In the Permian formations article, rewrite the passage starting at "The Ranger Canyon" and ending at "and corrosion breccias.", changing "unconformity" to "erosional break".

#### Excerpt
--------
THE DIAGENESIS AND DEPOSITIONAL ENVIRONMENT OF THE PERMIAN RANGER CANYON AND MOWITCH FORMATIONS, ISHBEL GROUP, FROM THE SOUTHERN CANADIAN ROCKY MOUNTAINS
Article first published online: 3 FEB 2011
1970 International Association of Sedimentologists
Volume 15, Issue 3-4, pages 363–417, December 1970
How to Cite
RAPSON-McGUGAN, J. E. (1970), THE DIAGENESIS AND DEPOSITIONAL ENVIRONMENT OF THE PERMIAN RANGER CANYON AND MOWITCH FORMATIONS, ISHBEL GROUP, FROM THE SOUTHERN CANADIAN ROCKY MOUNTAINS. Sedimentology, 15: 363–417. doi: 10.1111/j.1365-3091.1970.tb02192.x
- Issue published online: 3 FEB 2011
- Article first published online: 3 FEB 2011
- (Received January 27, 1970)
The Ranger Canyon and Mowitch Formations are the youngest Permian strata in the Rocky Mountain Front Ranges. They constitute a thin, widespread and clearly defined stratigraphic entity covering approximately 60,000 sq. miles; they occur below Triassic beds and above a major, regional, intra-Permian unconformity, initiated by a transgression which started in the northwest. Beds of the above entity are therefore diachronous. The erosion surface is overlain by polymict, phosphatic conglomerates containing mature lag gravels and immature breccio-conglomerates and corrosion breccias.
--------
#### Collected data
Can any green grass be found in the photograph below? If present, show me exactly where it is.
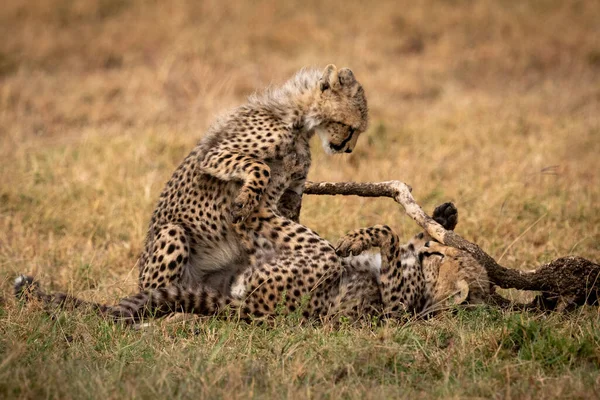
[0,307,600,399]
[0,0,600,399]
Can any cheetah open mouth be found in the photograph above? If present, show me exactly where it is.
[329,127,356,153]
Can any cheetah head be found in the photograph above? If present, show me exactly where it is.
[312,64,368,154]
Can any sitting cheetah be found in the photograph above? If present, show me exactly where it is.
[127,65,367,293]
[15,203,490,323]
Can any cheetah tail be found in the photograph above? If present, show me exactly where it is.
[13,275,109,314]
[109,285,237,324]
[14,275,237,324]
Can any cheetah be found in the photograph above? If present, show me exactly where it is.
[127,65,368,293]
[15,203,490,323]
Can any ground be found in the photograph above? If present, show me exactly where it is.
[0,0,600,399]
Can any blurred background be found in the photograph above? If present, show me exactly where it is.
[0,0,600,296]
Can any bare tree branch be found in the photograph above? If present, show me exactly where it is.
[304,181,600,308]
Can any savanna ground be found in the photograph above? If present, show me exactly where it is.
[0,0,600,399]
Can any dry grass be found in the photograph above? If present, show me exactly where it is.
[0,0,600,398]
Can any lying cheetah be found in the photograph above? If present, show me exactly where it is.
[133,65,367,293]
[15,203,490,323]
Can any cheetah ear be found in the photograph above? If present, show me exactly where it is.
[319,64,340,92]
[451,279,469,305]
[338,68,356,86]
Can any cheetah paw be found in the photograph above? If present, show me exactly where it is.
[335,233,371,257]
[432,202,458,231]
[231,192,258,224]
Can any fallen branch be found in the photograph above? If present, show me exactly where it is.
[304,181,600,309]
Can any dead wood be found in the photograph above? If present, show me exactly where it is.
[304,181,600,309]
--------
#### Expected answer
The Ranger Canyon and Mowitch Formations are the youngest Permian strata in the Rocky Mountain Front Ranges. They constitute a thin, widespread and clearly defined stratigraphic entity covering approximately 60,000 sq. miles; they occur below Triassic beds and above a major, regional, intra-Permian erosional break, initiated by a transgression which started in the northwest. Beds of the above entity are therefore diachronous. The erosion surface is overlain by polymict, phosphatic conglomerates containing mature lag gravels and immature breccio-conglomerates and corrosion breccias.